[Records excerpted from a collection]

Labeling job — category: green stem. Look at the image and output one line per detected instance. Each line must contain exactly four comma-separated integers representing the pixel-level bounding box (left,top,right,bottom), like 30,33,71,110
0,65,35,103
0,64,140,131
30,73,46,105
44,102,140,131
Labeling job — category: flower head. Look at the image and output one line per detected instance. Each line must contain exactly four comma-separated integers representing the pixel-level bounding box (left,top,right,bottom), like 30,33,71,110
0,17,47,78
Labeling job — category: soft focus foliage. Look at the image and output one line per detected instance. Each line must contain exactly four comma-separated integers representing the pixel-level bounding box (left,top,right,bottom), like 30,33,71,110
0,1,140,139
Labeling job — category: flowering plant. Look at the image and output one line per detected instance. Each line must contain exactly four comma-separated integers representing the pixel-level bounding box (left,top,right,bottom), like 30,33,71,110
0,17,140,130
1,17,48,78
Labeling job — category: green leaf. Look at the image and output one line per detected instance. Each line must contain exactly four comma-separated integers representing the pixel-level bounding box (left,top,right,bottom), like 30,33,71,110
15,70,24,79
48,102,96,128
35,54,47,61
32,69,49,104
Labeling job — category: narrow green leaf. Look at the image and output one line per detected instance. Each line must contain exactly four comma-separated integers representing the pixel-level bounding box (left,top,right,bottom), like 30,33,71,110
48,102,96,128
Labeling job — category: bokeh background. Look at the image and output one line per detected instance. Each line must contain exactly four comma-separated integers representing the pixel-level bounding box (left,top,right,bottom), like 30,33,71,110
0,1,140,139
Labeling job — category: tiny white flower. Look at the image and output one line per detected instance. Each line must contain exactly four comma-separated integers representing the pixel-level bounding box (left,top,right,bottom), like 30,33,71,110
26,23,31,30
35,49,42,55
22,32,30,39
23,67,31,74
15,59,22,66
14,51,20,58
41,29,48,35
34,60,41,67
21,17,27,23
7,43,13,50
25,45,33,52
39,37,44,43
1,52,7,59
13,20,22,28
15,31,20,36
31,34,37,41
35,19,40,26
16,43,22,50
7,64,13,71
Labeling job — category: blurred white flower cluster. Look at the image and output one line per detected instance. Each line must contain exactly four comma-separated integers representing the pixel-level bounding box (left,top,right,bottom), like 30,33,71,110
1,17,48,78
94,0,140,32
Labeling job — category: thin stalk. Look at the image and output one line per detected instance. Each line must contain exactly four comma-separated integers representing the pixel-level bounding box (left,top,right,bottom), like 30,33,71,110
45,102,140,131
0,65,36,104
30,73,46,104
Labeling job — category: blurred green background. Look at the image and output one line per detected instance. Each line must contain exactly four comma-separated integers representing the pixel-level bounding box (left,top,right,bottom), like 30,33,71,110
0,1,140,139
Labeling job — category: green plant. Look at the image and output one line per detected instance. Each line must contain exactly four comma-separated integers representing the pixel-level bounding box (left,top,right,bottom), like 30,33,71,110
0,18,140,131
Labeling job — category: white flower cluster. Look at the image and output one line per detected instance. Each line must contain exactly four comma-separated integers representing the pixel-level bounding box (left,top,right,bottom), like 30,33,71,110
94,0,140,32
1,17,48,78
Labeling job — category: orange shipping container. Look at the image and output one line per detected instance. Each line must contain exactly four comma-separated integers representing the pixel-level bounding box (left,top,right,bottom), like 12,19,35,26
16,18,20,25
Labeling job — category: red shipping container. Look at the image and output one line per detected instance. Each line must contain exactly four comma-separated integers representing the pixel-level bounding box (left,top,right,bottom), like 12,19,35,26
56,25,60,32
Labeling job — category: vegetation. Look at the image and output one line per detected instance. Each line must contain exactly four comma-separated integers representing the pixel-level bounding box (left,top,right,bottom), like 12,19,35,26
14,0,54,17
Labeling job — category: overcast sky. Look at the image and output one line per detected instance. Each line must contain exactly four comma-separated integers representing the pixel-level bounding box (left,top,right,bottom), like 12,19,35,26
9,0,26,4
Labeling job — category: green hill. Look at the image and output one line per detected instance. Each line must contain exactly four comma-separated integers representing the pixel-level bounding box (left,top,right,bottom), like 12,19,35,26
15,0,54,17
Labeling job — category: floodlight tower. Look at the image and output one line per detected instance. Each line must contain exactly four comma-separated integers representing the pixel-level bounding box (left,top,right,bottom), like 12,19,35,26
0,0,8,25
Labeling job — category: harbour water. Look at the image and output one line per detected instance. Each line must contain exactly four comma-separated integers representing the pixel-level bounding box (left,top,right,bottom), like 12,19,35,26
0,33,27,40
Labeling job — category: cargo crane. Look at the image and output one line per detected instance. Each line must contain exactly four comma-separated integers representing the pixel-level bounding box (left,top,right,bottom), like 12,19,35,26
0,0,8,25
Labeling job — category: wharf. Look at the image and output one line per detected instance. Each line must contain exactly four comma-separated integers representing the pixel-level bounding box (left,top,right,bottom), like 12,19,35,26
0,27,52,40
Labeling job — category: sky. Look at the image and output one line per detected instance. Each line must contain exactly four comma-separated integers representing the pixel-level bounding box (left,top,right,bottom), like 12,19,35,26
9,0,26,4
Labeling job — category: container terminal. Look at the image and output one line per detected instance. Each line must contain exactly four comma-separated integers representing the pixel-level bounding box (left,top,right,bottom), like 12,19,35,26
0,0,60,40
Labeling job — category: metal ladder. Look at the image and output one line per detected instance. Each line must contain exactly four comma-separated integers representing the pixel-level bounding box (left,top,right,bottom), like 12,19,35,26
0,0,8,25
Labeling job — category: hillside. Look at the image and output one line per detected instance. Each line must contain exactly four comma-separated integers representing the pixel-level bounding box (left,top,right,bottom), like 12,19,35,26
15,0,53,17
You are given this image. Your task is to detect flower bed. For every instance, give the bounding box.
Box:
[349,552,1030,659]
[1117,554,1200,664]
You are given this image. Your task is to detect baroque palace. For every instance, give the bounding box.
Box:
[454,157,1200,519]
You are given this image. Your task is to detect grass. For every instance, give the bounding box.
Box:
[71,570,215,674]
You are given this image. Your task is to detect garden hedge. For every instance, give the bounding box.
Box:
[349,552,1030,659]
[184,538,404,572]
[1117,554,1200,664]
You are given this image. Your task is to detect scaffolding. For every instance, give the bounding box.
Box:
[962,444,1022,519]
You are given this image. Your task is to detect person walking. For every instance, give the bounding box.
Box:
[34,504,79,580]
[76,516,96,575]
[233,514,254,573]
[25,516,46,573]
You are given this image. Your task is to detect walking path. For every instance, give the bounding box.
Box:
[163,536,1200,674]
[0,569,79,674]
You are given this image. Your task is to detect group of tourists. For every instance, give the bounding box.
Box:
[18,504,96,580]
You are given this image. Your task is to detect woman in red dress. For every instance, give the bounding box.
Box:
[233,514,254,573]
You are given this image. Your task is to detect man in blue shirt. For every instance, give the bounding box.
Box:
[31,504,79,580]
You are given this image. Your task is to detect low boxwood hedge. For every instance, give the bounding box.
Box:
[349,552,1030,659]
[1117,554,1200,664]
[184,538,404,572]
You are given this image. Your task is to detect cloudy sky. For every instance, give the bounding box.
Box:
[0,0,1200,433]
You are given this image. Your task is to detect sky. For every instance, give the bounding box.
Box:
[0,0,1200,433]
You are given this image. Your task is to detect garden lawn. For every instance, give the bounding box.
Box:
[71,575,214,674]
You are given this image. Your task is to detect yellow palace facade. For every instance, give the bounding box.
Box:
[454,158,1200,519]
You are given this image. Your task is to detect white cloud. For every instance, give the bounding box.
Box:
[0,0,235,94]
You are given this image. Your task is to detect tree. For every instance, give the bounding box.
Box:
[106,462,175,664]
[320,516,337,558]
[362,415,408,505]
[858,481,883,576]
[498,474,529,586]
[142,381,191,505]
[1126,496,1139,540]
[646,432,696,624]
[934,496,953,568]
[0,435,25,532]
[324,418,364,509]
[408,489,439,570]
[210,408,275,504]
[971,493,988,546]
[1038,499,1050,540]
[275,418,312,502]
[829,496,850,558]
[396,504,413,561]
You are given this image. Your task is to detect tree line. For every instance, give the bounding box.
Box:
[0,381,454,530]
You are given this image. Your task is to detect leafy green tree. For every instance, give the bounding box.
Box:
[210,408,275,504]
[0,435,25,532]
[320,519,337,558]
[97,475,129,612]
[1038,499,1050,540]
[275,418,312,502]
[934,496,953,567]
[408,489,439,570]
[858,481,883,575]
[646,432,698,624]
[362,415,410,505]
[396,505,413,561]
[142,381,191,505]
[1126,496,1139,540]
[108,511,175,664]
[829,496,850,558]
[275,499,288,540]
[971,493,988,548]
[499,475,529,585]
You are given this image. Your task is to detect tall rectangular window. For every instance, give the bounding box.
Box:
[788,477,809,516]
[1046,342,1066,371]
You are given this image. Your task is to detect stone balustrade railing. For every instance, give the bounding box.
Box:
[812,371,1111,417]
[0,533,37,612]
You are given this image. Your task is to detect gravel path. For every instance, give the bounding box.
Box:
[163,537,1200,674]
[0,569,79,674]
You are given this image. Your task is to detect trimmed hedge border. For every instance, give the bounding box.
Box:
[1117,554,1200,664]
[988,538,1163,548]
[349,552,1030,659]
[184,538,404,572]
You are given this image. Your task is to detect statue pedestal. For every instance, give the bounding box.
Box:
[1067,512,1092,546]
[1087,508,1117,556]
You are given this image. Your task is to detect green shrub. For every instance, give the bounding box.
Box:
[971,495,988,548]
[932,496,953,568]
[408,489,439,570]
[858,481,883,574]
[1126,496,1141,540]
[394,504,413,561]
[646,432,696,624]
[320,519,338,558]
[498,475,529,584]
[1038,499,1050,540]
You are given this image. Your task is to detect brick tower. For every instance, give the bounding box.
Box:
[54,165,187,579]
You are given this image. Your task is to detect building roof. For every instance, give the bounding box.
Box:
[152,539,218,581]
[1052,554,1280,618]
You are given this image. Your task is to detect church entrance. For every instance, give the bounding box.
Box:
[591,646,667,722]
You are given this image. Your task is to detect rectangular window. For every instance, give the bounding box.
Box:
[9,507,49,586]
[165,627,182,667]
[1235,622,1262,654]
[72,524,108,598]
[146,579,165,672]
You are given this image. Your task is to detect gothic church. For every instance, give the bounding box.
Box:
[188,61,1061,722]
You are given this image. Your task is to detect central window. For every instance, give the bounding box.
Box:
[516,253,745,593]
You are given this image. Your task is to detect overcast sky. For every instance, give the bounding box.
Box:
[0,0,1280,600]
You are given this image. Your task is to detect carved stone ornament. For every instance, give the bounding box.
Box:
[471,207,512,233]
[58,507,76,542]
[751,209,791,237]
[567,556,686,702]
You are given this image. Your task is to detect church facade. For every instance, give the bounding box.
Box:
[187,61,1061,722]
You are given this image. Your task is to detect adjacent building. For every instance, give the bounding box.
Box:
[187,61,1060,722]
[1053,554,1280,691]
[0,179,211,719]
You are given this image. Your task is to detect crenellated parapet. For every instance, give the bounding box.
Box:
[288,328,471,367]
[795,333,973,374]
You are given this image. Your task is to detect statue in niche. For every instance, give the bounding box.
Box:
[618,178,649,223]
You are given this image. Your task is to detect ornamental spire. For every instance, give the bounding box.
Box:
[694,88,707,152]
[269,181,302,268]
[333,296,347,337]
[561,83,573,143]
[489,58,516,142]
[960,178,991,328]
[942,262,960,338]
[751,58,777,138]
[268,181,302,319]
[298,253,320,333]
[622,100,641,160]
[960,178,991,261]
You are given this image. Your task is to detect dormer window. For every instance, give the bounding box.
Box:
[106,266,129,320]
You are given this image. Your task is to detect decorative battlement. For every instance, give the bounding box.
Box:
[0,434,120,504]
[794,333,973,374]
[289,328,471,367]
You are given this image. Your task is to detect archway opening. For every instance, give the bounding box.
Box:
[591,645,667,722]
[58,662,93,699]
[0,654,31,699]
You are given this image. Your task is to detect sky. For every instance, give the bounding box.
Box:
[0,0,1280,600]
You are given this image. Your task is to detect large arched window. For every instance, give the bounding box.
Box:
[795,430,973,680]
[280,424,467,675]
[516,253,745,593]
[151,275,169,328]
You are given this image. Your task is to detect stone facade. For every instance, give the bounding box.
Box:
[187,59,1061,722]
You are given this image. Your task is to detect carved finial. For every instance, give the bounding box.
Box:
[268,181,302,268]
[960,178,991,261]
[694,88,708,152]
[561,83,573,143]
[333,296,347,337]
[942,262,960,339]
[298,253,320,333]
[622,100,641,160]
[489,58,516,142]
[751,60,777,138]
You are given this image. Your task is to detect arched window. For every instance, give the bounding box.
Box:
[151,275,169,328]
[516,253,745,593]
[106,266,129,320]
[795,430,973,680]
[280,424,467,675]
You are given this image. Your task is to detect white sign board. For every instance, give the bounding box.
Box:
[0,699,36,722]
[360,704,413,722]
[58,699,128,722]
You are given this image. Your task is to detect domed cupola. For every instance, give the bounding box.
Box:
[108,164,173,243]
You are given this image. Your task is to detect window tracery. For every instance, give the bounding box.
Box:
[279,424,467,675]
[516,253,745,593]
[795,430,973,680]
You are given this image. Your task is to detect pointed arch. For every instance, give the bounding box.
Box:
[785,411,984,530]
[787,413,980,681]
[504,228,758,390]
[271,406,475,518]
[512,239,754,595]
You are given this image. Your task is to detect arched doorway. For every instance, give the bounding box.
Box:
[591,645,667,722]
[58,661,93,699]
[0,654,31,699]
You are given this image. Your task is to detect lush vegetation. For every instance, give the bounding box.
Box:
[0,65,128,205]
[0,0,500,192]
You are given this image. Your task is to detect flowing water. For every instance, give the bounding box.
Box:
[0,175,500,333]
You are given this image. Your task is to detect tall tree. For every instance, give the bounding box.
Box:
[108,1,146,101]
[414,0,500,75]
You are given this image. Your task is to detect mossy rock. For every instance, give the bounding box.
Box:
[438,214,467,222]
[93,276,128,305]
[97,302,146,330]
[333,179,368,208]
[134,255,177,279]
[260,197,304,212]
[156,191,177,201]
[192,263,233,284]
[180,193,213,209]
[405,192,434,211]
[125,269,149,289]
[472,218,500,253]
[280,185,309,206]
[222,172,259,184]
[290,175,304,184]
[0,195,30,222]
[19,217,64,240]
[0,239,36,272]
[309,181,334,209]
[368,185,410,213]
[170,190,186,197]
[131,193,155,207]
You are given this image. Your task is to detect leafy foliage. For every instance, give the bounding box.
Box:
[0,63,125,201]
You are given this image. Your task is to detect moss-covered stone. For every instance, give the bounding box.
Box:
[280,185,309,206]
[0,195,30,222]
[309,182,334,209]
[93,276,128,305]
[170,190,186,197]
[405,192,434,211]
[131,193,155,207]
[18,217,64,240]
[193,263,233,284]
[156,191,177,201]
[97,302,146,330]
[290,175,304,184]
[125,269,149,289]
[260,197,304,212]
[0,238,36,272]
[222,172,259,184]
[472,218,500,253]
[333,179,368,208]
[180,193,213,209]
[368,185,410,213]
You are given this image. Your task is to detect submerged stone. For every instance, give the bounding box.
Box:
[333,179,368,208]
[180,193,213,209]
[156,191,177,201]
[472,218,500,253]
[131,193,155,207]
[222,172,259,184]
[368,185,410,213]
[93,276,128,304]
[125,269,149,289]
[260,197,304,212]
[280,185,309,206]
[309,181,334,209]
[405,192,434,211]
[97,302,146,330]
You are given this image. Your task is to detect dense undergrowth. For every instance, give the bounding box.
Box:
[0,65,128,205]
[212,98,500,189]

TASK PROMPT => Put the part of the listing that opens with the line containing "You are given this image. Your task is to detect building" and closes with the line containing "[188,61,1061,722]" into a two-column CSV with the columns "text" and "answer". Each row should pair one text with its answer, with each value in a single quoted field and line breaks replaced by spaces.

RESULT OF THE TASK =>
text,answer
"You are given this image. Your task is to detect building roof. For every instance, give the bounding box. Box:","[152,539,218,581] [1052,554,1280,618]"
"You are given this image. Your task is to detect church entrance. For every instance, give the bounding box. Box:","[591,646,667,722]"
"You are given this image. Your task is to detect rectangular window. For every instance, give the bounding box. Box:","[9,507,49,586] [165,627,182,667] [1235,622,1262,654] [72,524,108,598] [146,579,165,672]"
"You are given this image. Your task is to detect gothic church. For every instance, give the bounding box. Box:","[188,61,1061,722]"